What you need to do
[1] Answer these questions using the provided passage:
(a) Who put out the statement that Stephen has a wicked sense of humour?
(b) What does Hawking say he regards the brain as?
(c) According to the writer, what kind of failure is the failure of the computer?
[2] Retype the section of the provided passage starting at "Stephen Hawking says" and ending at "a scientific attitude.".
[3] In one to three sentences, explain why the provided passage says no one will call Hawking sexist.

Provided passage
--------------------------------------------------

The Statue of Liberty has been so often imagined – much like Monalisa – that to give it any spin is difficult. Perhaps, it is America liberated from itself?

All the images eventually turn out to be about us. How we perceive monuments, people, totems – of the past or the present. Angelina Jolie is merely an asset to bank on. There is a clause here, though. Her time out might well be recalled occasionally, as do wardrobe malfunctions and drunken brawls. More than all that is the fact that now even the famous hanker after fifteen minutes of fame.

End note:

Professor Stephen Hawking visits sex clubs in California. It’s become news. Of how he is accompanied by his nurses and assistants and they have even watched as he lay fully clothed in the ‘play area’ as girls danced naked over him. Fine. Nothing unusual. Is it his fame or his physical debility that has drawn more than its share of attention?

His commercial agent Robin Morgan put out a statement: “Stephen has a wicked sense of humour!”

Frankly, is this the way he enjoys a good joke? An honest response would have been, so what? Or, yes, he likes what we all do. But, no. The girls are for laughs. Of course, because of his huge intelligence and the fact that the women are ‘performers’ no will call him sexist.

May I then, in jest, refer to his great work as the Brief's History of Time?

19.5.11

So, Prof. Hawking, how about hell?

Stephen Hawking says something quite ordinary and there is a reaction. The battle between science and religion is old and makes little sense. Although a non-religious person, I really don’t get excited about monkeys or the Big Bang theory. Does that mean there is a teeny-weeny bit of hope that I might be ready for some Edenesque idea or whatever the counterparts? To make it simple, I do not rule out possibilities, which is a scientific attitude.
In fact, most seekers who go to religion do so as an experiment. The main problem I have with Hawking is the statement that has been doing the rounds:

“I regard the brain as a computer which will stop working when its components fail. There is no heaven or afterlife for broken down computers; that is a fairy story for people afraid of the dark.”

This is facile in the extreme. While the brain may be likened to a computer, what about the software? There are several of those and they can be loaded whenever we want as per our requirements. The failure of the computer is technical, not philosophical or psychological. A brain-dead person, or one who suffers cardiac failure for that matter, is the end of life. It does not end the possibilities for the living.

--------------------------------------------------

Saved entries
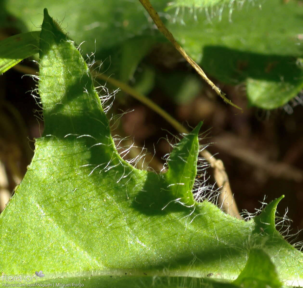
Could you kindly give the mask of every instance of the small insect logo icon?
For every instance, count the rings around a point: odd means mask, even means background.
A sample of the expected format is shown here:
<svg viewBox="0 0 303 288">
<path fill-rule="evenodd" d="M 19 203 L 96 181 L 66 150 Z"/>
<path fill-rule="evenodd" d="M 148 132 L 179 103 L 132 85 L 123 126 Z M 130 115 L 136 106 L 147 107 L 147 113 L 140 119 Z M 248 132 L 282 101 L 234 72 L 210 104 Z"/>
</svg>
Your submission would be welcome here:
<svg viewBox="0 0 303 288">
<path fill-rule="evenodd" d="M 40 270 L 39 272 L 36 271 L 35 272 L 35 274 L 39 277 L 44 277 L 44 274 L 43 273 L 42 270 Z"/>
</svg>

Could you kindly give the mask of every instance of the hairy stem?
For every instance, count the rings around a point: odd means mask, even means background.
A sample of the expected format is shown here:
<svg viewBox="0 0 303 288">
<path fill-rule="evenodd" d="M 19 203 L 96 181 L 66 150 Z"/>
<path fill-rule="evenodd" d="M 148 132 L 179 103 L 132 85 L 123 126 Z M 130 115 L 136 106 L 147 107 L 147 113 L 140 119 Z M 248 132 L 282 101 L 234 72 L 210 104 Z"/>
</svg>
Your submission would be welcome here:
<svg viewBox="0 0 303 288">
<path fill-rule="evenodd" d="M 191 66 L 198 72 L 198 73 L 208 84 L 215 91 L 217 94 L 222 98 L 227 103 L 235 107 L 238 109 L 242 110 L 241 108 L 234 104 L 229 99 L 225 97 L 225 94 L 223 93 L 221 90 L 217 87 L 206 75 L 204 71 L 194 60 L 186 54 L 184 49 L 179 45 L 176 41 L 172 34 L 165 27 L 163 22 L 160 19 L 158 13 L 154 9 L 149 0 L 139 0 L 145 9 L 149 14 L 155 24 L 158 27 L 160 31 L 166 38 L 174 45 L 174 47 L 178 51 L 180 54 L 184 57 L 186 61 L 188 62 Z"/>
</svg>

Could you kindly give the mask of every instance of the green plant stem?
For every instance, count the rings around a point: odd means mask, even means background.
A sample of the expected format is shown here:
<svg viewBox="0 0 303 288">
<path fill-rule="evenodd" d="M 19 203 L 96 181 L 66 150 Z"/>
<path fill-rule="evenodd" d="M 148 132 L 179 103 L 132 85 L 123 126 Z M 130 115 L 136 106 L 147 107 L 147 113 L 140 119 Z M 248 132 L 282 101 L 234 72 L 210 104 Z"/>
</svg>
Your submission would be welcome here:
<svg viewBox="0 0 303 288">
<path fill-rule="evenodd" d="M 18 71 L 27 74 L 37 75 L 36 70 L 30 67 L 22 66 L 18 64 L 14 66 L 14 68 Z M 143 94 L 138 92 L 129 85 L 104 74 L 94 73 L 94 76 L 97 78 L 108 82 L 129 94 L 141 103 L 145 104 L 156 113 L 161 115 L 179 133 L 188 134 L 189 131 L 174 118 L 172 117 L 156 104 L 149 99 Z M 225 170 L 223 162 L 220 159 L 216 159 L 206 149 L 200 152 L 200 154 L 209 163 L 214 169 L 214 176 L 217 184 L 220 190 L 219 197 L 219 204 L 222 210 L 232 216 L 238 218 L 241 218 L 234 199 L 229 184 L 228 176 Z"/>
<path fill-rule="evenodd" d="M 172 117 L 156 104 L 143 94 L 136 91 L 129 85 L 104 74 L 97 74 L 95 76 L 98 79 L 108 82 L 131 95 L 141 103 L 145 104 L 156 113 L 162 116 L 180 133 L 188 134 L 189 131 L 174 118 Z M 230 215 L 238 218 L 241 217 L 239 213 L 230 188 L 228 177 L 225 171 L 223 162 L 217 159 L 206 149 L 200 152 L 200 154 L 210 164 L 214 170 L 214 177 L 221 193 L 219 201 L 222 210 Z"/>
</svg>

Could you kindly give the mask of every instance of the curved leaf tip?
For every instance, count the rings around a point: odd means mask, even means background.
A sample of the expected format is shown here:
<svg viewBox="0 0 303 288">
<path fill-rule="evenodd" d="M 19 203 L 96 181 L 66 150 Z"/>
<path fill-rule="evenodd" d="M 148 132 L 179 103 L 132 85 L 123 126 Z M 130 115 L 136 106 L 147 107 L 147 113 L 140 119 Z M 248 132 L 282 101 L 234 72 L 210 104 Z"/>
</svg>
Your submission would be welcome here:
<svg viewBox="0 0 303 288">
<path fill-rule="evenodd" d="M 165 174 L 169 188 L 176 201 L 186 206 L 194 205 L 192 191 L 197 175 L 199 153 L 198 136 L 200 122 L 191 133 L 176 144 L 168 160 L 168 170 Z"/>
<path fill-rule="evenodd" d="M 257 229 L 261 231 L 266 231 L 268 234 L 272 234 L 276 231 L 275 222 L 276 210 L 279 202 L 284 197 L 284 195 L 282 195 L 278 198 L 273 200 L 266 206 L 259 215 L 253 218 Z"/>
</svg>

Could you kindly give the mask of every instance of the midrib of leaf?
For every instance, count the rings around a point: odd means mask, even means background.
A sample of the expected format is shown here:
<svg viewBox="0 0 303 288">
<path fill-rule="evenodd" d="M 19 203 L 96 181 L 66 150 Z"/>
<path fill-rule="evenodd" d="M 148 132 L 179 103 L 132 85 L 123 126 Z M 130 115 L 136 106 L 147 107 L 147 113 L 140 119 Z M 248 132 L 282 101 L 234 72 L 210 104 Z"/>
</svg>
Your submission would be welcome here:
<svg viewBox="0 0 303 288">
<path fill-rule="evenodd" d="M 95 271 L 109 275 L 125 269 L 230 279 L 257 245 L 281 279 L 303 278 L 301 253 L 274 227 L 262 236 L 258 223 L 233 218 L 209 202 L 189 208 L 175 203 L 167 191 L 173 183 L 121 159 L 86 64 L 46 11 L 45 17 L 39 88 L 45 130 L 0 216 L 0 249 L 7 255 L 0 258 L 2 272 L 30 275 L 41 269 L 50 282 L 62 267 L 80 278 L 88 271 L 98 277 Z M 74 87 L 66 84 L 71 75 L 78 76 L 71 79 Z M 198 141 L 198 131 L 194 138 Z M 188 139 L 182 141 L 189 154 L 196 153 Z M 118 165 L 106 172 L 109 161 Z M 269 209 L 264 213 L 274 214 L 275 207 Z"/>
</svg>

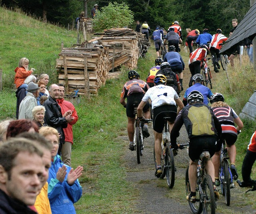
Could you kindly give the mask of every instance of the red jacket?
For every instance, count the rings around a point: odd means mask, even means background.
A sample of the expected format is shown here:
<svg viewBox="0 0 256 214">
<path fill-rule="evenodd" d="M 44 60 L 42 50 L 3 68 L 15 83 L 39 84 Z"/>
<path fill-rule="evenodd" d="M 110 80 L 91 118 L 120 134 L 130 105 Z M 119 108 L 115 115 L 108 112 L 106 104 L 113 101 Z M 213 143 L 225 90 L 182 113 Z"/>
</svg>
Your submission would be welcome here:
<svg viewBox="0 0 256 214">
<path fill-rule="evenodd" d="M 78 116 L 74 106 L 70 102 L 64 100 L 64 99 L 57 99 L 56 100 L 61 108 L 61 113 L 62 115 L 68 110 L 73 111 L 72 116 L 74 118 L 73 121 L 68 124 L 68 127 L 63 129 L 65 135 L 65 141 L 70 142 L 73 144 L 73 129 L 72 126 L 75 124 L 78 120 Z"/>
<path fill-rule="evenodd" d="M 26 71 L 24 67 L 17 67 L 14 71 L 16 73 L 14 77 L 14 83 L 17 88 L 24 83 L 26 79 L 32 73 L 31 71 Z"/>
</svg>

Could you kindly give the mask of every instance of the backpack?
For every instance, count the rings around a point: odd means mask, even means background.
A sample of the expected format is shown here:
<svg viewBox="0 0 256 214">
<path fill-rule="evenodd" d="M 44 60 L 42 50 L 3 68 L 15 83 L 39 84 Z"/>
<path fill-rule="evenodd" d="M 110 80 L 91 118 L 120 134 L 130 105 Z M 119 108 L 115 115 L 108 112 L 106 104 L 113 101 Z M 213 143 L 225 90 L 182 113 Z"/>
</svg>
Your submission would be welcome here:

--------------------------------------------------

Solved tasks
[1]
(a) Robin Morgan, his commercial agent.
(b) A computer which will stop working when its components fail.
(c) It is technical, not philosophical or psychological.

[2]
Stephen Hawking says something quite ordinary and there is a reaction. The battle between science and religion is old and makes little sense. Although a non-religious person, I really don’t get excited about monkeys or the Big Bang theory. Does that mean there is a teeny-weeny bit of hope that I might be ready for some Edenesque idea or whatever the counterparts? To make it simple, I do not rule out possibilities, which is a scientific attitude.

[3] The passage says no one will call him sexist because of his huge intelligence and because the women are "performers."